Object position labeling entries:
● ● ● ● ● ● ●

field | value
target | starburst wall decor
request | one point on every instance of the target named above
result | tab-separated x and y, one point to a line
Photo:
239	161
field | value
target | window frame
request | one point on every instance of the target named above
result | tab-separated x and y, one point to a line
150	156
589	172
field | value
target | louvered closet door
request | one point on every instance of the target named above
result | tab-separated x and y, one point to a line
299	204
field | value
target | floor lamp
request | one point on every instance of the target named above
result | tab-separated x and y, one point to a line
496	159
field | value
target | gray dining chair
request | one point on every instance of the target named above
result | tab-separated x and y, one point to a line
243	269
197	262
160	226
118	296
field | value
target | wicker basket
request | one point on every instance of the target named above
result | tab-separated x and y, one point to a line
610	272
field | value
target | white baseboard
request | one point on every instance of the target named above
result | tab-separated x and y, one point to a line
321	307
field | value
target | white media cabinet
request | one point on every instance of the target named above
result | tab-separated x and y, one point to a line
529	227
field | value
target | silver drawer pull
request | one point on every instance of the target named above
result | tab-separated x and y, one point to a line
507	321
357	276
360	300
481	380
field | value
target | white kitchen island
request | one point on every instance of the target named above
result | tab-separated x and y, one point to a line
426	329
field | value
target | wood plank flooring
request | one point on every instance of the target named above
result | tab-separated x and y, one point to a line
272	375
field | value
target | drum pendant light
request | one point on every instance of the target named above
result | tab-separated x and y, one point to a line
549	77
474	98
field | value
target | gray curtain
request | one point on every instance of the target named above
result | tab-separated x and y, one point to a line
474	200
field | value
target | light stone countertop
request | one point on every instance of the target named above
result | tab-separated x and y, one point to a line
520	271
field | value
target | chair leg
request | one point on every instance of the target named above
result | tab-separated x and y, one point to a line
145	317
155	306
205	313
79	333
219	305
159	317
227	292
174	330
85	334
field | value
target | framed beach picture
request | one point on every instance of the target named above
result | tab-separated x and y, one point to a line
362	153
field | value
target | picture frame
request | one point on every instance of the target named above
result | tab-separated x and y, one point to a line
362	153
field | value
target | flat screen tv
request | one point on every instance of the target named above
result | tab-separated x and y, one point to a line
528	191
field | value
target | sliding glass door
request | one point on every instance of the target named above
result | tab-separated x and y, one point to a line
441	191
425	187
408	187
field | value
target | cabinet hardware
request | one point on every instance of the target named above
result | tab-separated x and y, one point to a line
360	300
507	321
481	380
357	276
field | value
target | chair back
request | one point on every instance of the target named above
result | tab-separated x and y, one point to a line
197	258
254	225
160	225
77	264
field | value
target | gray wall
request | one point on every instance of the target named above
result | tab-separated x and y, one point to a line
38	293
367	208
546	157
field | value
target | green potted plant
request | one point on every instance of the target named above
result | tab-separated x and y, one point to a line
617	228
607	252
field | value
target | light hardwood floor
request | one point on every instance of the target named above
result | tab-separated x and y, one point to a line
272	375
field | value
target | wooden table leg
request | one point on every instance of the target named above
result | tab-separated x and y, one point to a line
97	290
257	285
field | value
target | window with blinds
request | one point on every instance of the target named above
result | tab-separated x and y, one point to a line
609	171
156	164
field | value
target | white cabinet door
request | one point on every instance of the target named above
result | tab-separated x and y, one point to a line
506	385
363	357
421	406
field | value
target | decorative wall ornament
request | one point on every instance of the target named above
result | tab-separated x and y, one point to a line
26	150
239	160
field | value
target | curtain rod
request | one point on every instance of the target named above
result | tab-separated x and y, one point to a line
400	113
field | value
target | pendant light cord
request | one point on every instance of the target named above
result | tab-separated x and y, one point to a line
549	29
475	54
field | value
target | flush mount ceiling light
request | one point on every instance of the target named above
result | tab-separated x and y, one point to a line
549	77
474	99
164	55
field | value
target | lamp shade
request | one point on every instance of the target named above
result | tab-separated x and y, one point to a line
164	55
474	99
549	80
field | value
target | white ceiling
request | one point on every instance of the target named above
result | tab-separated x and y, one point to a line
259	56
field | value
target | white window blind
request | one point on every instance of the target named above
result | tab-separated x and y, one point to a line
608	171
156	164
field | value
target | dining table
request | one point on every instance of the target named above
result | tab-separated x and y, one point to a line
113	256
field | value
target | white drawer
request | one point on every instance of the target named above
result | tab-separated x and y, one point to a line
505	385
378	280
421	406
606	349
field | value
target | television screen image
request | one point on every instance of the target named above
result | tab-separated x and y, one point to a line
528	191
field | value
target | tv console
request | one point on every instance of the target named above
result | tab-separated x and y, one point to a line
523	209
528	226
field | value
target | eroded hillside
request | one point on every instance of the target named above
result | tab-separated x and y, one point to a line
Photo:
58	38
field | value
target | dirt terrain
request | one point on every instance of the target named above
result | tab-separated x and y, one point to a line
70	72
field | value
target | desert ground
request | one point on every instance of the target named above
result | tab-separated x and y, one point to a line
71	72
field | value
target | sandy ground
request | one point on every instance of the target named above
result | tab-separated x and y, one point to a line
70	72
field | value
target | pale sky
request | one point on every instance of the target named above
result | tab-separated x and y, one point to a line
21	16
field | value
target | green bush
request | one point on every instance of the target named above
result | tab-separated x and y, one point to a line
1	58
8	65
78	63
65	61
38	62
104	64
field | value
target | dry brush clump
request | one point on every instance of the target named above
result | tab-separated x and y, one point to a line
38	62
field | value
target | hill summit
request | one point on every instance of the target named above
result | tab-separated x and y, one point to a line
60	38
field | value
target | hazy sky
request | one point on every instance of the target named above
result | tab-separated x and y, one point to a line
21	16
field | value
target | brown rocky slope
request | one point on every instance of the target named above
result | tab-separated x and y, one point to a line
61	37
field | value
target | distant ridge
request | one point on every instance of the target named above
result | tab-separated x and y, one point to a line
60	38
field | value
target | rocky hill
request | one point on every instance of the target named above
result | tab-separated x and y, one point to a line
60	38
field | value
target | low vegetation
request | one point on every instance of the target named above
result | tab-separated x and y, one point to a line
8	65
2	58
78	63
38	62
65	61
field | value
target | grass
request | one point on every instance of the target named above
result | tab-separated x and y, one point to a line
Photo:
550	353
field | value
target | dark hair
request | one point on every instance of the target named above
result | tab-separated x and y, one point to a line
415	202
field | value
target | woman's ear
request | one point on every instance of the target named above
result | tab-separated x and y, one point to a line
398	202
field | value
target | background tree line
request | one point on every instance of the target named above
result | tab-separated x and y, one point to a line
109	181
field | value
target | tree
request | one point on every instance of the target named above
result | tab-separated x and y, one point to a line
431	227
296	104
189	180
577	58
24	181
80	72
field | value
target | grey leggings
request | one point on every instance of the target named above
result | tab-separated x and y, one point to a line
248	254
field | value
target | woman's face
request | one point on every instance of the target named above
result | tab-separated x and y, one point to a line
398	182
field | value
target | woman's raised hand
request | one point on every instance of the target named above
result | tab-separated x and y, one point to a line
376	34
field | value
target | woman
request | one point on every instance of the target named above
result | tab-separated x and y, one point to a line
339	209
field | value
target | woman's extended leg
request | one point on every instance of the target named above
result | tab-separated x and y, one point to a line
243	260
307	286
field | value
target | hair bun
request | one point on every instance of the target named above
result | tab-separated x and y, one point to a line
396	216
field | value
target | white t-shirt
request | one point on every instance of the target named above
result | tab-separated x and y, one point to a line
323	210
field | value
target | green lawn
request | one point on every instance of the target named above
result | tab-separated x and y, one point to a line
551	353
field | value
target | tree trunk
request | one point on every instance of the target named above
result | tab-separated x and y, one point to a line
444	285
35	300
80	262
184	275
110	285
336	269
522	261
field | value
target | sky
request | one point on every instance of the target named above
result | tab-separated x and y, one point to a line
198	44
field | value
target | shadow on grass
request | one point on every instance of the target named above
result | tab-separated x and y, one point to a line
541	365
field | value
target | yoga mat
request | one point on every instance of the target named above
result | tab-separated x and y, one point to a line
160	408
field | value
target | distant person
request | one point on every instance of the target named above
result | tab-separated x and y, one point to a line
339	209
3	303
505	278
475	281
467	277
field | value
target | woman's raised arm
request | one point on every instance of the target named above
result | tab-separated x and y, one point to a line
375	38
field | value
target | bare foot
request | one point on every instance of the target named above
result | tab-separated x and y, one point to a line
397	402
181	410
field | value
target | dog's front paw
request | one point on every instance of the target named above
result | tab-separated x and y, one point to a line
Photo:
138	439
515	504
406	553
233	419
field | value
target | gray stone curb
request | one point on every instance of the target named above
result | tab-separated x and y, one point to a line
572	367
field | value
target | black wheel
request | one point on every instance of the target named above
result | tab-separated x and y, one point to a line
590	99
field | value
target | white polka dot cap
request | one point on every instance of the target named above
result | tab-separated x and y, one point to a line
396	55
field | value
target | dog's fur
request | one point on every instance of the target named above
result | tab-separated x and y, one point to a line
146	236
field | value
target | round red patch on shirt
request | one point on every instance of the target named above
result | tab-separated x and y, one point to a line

● ● ● ● ● ● ●

== REQUIREMENTS ==
Please locate each line in the listing that contains the word "cabinet" and copy those lines in full. Case counts when matching.

== REPLY ==
target | white media cabinet
target | cabinet hardware
target | white cabinet door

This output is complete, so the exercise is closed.